* [EXTRACTED RECORDS]:
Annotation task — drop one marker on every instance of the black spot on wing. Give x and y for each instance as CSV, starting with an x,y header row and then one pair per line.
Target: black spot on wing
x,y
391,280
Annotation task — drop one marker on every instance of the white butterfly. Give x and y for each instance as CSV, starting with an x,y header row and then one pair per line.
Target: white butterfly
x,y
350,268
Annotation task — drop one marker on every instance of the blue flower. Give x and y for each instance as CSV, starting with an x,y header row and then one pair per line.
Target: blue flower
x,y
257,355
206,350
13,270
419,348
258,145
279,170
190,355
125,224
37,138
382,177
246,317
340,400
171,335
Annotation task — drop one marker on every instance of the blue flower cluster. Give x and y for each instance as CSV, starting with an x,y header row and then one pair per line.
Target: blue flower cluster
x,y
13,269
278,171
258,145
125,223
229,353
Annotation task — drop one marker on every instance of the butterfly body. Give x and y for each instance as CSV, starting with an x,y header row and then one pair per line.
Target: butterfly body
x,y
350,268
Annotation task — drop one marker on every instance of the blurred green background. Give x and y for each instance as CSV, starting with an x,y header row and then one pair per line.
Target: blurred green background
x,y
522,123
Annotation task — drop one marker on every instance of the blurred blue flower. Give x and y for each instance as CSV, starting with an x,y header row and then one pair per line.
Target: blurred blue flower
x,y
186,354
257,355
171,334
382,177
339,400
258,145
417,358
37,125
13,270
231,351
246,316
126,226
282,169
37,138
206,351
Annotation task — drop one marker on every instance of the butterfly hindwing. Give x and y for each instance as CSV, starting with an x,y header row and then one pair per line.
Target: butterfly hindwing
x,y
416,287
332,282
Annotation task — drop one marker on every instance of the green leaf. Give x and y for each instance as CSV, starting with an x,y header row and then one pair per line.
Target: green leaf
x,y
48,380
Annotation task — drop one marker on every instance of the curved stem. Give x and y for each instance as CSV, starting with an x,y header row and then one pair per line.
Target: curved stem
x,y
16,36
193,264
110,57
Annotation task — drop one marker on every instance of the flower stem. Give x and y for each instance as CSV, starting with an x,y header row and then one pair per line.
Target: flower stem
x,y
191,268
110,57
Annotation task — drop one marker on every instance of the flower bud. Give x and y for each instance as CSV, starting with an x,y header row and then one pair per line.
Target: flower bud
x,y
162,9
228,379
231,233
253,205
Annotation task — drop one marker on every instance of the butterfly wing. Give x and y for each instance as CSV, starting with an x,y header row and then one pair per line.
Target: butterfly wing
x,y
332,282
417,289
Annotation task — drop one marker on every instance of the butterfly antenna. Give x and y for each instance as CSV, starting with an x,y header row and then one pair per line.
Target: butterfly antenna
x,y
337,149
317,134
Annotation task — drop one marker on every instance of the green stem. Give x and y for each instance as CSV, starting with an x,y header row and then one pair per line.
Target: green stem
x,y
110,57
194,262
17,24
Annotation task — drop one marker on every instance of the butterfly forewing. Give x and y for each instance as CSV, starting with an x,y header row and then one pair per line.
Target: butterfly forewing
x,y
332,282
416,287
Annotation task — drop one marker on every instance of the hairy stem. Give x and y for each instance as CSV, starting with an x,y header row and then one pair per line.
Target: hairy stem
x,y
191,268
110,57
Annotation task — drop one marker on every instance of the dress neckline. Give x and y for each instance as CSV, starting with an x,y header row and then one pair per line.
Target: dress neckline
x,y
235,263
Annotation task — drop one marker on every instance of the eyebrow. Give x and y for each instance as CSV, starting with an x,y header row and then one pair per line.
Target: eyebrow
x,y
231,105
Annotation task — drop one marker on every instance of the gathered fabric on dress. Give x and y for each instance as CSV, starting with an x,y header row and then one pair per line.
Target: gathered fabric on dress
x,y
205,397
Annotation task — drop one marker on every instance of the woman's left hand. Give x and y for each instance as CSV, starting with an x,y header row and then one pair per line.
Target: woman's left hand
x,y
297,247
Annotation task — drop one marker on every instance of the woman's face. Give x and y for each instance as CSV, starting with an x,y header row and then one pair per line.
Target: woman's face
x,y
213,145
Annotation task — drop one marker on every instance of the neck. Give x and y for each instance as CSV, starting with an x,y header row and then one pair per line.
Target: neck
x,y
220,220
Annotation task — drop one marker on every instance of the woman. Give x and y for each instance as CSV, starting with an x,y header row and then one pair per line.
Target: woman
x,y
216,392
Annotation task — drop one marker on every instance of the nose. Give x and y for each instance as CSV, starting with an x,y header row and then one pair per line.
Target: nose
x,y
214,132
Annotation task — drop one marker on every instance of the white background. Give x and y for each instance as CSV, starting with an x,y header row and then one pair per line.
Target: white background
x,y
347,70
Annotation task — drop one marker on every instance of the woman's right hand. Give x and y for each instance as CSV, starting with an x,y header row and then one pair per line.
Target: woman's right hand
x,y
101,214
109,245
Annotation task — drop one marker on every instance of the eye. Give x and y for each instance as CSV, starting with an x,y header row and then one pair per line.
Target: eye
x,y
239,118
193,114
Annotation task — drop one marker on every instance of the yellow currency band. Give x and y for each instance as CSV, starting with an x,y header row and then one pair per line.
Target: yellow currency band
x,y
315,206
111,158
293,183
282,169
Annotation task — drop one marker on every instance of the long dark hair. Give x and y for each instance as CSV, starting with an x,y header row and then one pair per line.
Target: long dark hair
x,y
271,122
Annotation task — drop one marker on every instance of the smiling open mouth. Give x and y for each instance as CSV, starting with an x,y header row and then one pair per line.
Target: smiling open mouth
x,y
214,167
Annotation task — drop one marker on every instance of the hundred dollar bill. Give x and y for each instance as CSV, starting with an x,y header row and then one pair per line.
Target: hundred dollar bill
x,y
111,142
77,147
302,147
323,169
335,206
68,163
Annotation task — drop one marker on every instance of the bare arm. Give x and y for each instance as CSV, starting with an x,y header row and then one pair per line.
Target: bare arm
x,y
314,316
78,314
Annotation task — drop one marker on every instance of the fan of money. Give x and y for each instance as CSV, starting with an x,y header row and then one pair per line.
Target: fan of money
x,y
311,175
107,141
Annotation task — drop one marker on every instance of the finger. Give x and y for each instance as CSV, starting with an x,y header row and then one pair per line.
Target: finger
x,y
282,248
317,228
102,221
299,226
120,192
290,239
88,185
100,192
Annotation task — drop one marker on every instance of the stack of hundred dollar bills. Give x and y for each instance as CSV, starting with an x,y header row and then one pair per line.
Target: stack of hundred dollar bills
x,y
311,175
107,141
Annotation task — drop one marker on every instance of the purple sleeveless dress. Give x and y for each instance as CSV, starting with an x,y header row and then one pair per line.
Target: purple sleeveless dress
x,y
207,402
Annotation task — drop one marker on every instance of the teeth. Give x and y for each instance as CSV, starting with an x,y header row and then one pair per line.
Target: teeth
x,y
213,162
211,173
---
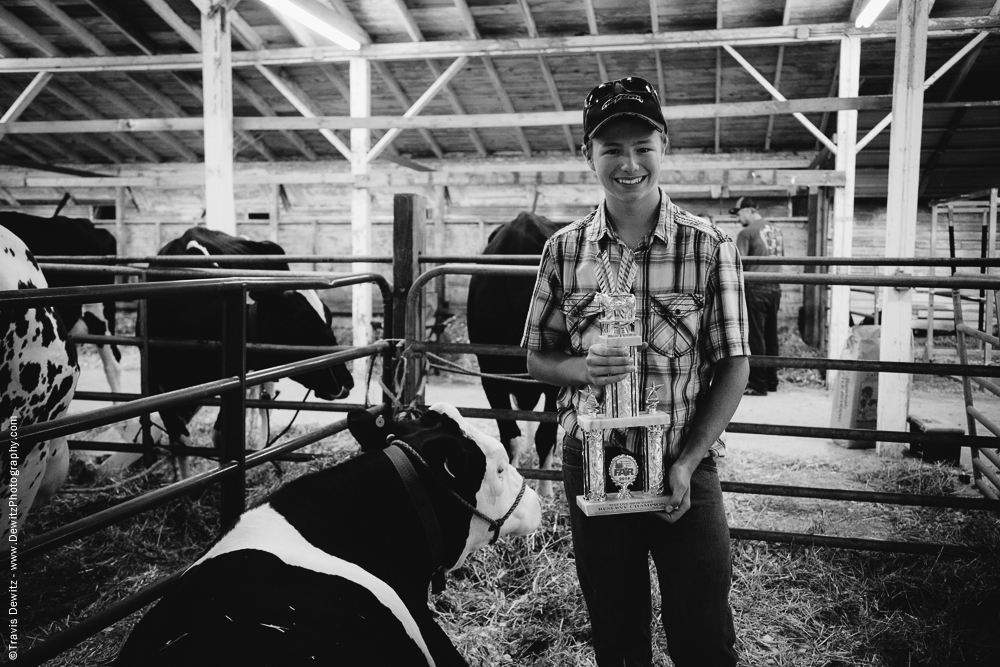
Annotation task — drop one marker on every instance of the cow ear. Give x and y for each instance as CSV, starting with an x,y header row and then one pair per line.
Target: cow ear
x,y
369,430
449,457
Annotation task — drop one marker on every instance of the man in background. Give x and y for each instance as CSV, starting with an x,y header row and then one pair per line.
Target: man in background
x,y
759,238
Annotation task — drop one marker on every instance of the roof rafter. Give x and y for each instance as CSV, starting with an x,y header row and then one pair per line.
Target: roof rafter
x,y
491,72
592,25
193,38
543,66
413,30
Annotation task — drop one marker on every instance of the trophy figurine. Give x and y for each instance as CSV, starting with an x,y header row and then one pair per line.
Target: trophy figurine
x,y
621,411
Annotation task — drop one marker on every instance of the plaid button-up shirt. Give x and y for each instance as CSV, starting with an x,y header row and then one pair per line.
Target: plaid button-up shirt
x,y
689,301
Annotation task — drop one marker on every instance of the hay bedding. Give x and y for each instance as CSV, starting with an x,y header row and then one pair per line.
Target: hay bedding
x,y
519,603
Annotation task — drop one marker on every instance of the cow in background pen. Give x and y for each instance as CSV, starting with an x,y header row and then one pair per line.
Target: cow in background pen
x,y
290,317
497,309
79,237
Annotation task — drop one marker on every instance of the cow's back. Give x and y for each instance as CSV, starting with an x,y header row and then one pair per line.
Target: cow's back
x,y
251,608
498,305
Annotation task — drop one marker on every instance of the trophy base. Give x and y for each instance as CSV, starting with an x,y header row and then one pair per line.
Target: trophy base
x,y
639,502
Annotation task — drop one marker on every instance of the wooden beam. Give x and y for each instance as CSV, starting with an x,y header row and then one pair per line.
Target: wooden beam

* [TASK DIRECTIONS]: Extract every line of the items above that contains the word "hundred", and copy each one in full.

* [SOLUTION TO THIS EXERCISE]:
Annotation task — drop one marker on every instance of the hundred dollar bill. Give x and y for each instance as CSV, starting with an x,y header row and then one pair per line.
Target: hundred dollar bill
Annotation task — drop one marker on every instance of the stack of hundred dollar bills. Give x and y for each instance as CSV, starting with an x,y header row and then one pair per line.
Target: stack of hundred dollar bills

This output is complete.